• Set exercise:
Rewrite the material below so that every "Guideline" becomes "Instruction", keeping everything else the same.

........

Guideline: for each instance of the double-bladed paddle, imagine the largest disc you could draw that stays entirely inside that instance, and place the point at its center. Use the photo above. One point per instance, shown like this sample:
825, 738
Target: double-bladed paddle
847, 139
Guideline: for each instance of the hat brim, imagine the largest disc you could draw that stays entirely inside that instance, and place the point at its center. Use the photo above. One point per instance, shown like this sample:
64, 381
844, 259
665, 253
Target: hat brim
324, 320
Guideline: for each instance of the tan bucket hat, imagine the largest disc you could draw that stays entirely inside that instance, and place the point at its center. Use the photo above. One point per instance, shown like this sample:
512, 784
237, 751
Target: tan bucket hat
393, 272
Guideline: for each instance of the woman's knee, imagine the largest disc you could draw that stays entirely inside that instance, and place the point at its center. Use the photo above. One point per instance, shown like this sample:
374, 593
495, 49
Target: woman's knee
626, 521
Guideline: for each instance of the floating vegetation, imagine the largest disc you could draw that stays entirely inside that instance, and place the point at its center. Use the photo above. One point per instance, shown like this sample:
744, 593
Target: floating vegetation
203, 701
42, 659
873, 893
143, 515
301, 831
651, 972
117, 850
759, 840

........

• The result:
Instruction: for each instance of the double-bladed paddle, imagine the largest disc you could draw that stays entirely inside that instance, and place the point at its center. Use the photo above. One point per instance, shown like this sample:
825, 738
Target: double-bladed paddle
847, 139
Instruction: for each instance of the hat brim, imagine the largest disc you could draw that stays entirely inside that instance, and place the point at its center. Use the photo above. One point per instance, shown like this sample:
64, 381
844, 259
665, 253
Target: hat brim
324, 320
Instruction: for each instance of the tan bucket hat, imagine the largest disc you could draw that stays entirely inside that instance, and place the point at its center. Use the photo above. One point per instance, shown like this sample:
512, 784
237, 751
Target: tan bucket hat
393, 272
Instruction: for each instance of the woman's knee, imagine the largest disc you could draw that stays entirely inside that instance, and place the point at its center. Use the photo above. One point per instance, shown like this sample:
374, 593
495, 49
Target: woman's knee
626, 521
Instruction: for each instance of the floating vegetation, imagine the largest disc you could draw that stays entirely inside that instance, and place the point at its center. Use the photo above. One point per instance, shown like this sample:
744, 593
Target: floating vegetation
203, 701
42, 659
873, 893
143, 515
301, 831
651, 972
117, 850
759, 840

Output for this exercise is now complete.